● **CHALLENGE**
Please update the lines below by changing "red roof" to "tiled roof" and leave the rest as it is. Omit the pictures from your answer.

Begin SOURCE DATA

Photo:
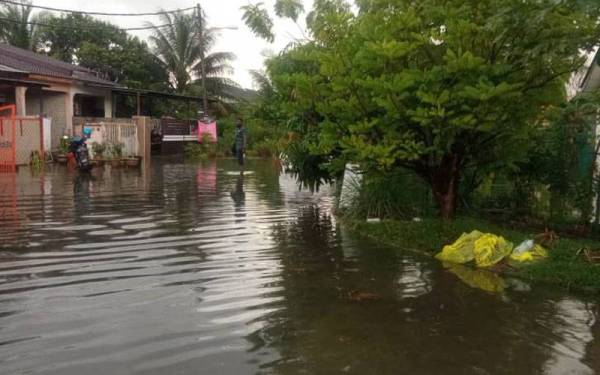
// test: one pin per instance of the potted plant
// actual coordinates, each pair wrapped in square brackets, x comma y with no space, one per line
[98,150]
[63,149]
[116,151]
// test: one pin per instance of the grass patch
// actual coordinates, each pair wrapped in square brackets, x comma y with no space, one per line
[564,267]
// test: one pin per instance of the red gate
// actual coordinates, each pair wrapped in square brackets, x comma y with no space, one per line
[21,139]
[8,141]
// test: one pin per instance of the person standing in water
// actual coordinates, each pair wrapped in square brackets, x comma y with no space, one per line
[241,139]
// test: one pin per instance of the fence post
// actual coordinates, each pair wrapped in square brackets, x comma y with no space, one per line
[143,139]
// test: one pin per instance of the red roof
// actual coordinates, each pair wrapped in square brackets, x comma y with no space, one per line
[35,63]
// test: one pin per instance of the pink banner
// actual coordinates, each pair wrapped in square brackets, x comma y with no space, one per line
[207,128]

End SOURCE DATA

● **WRITTEN RESPONSE**
Photo:
// test: one pin per instance of the potted plant
// actual coordinates, each pair wrapped in square brackets, x comma y with no space, one per line
[98,150]
[63,149]
[116,151]
// test: one pin per instance of the grass patch
// actual coordinates, each pair wrapped in square brackets, x comma y with no space, one per line
[564,267]
// test: one pin per instance of the red gate
// actual coordinates, each pair wrapped in square brackets, x comma y with no space, one per line
[21,139]
[8,141]
// test: one pin per instance of the person standing in water
// actual coordinates, each pair wrapped in square brackets, x comma y with no space, one per line
[241,139]
// test: one pin per instance of the fence post
// actual coordinates, each pair wrapped in square brackets, x comma y with no space, one per line
[143,139]
// test: one pin per instance of the tiled roof
// actual coordinates, each pair wrapped in square brackets, x comma y with no space, one per line
[35,63]
// test: one pin per instance of the pink banner
// actual coordinates, each pair wrapped in square brackets, x comma y with no space, one per line
[207,128]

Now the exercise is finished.